• _Given passage_:
The Src family kinases (SFK) Hck, Fgr, and Lyn are the main SFKs in neutrophils and monocytes. In this issue, in a tour-de-force study of multiple disease models (autoantibody-induced arthritis [K/B×N serum-transfer], skin inflammation induced by systemic administration of collagen VII–specific antibodies, and reverse passive Arthus reaction), Kovacs et al. show that triple knockout (TKO) mice lacking Fgr, Lyn, and Hck are completely protected from myeloid cell infiltration and inflammation. Surprisingly, this is not due to a cell-intrinsic migration defect, but more likely due to defective production of inflammatory cytokines and chemokines by myeloid cells in the inflamed tissue.
Hck, Fgr, and Lyn are involved in integrin and selectin ligand signaling pathways in leukocytes. If the adhesion receptor signaling functions were critical for in vivo inflammation, one would expect that neutrophils from TKO mice could not enter the inflammatory site. However, in mixed bone marrow chimeras reconstituted with TKO and wild-type bone marrow, both TKO and wild-type neutrophils enter the sites of inflammation, suggesting that the effect of knocking out all three SFKs is not cell autonomous. So, the wild-type neutrophils provide something that the TKO neutrophils cannot provide. This finding rules out an important role for the SFKs in adhesion receptor signaling pathways, at least as far as leukocyte recruitment is concerned.

• _Problem 1_: According to the passage, which Src family kinases are the main ones in neutrophils and monocytes?
• _Problem 2_: Return the text of the passage starting with "The Src family" and going on through "the inflamed tissue.".
The rows have no connection to the passage.

• _Information supplied_:
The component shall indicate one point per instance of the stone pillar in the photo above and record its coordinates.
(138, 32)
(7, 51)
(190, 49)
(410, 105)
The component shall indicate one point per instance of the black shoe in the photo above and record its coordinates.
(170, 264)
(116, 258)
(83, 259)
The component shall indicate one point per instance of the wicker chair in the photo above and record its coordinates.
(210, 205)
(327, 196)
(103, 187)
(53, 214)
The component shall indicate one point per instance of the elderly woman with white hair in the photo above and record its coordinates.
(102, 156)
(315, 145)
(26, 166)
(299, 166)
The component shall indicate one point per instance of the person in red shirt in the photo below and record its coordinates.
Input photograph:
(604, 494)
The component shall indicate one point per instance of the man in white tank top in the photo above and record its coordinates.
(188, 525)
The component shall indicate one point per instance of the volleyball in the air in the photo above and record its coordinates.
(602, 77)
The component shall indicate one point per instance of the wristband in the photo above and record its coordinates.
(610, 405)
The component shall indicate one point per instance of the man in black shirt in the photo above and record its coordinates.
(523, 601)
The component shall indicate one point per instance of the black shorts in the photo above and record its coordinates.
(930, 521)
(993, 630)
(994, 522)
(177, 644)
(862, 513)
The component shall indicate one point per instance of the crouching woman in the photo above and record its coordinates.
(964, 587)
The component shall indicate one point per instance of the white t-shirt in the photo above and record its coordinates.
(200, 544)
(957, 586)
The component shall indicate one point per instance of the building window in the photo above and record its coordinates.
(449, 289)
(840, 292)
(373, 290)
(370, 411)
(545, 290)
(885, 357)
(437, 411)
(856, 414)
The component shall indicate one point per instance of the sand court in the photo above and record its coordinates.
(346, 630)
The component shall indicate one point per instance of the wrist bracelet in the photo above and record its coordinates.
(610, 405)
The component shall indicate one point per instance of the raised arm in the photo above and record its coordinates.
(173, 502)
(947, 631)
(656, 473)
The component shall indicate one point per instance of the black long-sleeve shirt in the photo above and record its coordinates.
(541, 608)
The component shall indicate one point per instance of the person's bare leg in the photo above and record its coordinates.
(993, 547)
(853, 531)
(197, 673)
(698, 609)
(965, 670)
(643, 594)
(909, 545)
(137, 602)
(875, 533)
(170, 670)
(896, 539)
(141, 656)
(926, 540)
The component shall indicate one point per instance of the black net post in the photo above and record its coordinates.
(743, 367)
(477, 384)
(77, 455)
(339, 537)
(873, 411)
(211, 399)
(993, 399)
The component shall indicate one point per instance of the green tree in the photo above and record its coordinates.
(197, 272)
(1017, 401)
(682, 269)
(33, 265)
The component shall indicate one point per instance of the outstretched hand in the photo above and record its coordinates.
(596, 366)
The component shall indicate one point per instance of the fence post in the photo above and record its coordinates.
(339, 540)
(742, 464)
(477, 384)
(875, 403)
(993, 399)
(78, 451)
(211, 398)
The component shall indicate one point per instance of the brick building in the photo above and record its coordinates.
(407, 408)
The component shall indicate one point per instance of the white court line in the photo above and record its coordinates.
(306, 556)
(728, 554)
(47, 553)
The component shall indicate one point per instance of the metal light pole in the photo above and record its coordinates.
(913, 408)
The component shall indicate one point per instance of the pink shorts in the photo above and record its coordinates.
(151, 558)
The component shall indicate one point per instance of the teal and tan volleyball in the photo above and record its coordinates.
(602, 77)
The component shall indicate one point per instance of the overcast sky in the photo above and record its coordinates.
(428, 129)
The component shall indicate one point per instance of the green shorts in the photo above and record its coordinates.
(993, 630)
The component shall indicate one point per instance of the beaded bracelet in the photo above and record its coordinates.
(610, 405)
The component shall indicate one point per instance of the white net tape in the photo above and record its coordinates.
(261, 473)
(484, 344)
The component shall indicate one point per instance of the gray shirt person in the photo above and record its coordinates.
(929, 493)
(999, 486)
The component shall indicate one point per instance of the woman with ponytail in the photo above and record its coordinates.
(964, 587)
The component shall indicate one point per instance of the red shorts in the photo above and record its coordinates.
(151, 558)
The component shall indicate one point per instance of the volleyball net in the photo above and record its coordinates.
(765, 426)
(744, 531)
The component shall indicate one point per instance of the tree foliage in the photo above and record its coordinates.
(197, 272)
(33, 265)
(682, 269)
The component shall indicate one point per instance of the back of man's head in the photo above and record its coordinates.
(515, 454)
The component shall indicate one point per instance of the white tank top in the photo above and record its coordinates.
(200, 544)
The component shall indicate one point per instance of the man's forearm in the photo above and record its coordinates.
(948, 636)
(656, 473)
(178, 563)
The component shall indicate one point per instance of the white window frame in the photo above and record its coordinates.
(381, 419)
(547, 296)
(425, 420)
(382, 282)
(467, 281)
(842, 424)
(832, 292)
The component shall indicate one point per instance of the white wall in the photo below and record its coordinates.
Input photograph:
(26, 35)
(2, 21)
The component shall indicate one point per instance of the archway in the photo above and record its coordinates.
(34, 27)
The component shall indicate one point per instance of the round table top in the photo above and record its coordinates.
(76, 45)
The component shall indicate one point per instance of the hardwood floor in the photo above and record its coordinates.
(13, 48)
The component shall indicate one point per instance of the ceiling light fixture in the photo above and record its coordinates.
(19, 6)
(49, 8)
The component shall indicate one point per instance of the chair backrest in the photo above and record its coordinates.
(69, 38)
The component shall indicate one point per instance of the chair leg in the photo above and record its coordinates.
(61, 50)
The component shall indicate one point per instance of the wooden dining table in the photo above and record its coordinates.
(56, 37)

• _Final answer 1_: Hck, Fgr, and Lyn.

• _Final answer 2_:
The Src family kinases (SFK) Hck, Fgr, and Lyn are the main SFKs in neutrophils and monocytes. In this issue, in a tour-de-force study of multiple disease models (autoantibody-induced arthritis [K/B×N serum-transfer], skin inflammation induced by systemic administration of collagen VII–specific antibodies, and reverse passive Arthus reaction), Kovacs et al. show that triple knockout (TKO) mice lacking Fgr, Lyn, and Hck are completely protected from myeloid cell infiltration and inflammation. Surprisingly, this is not due to a cell-intrinsic migration defect, but more likely due to defective production of inflammatory cytokines and chemokines by myeloid cells in the inflamed tissue.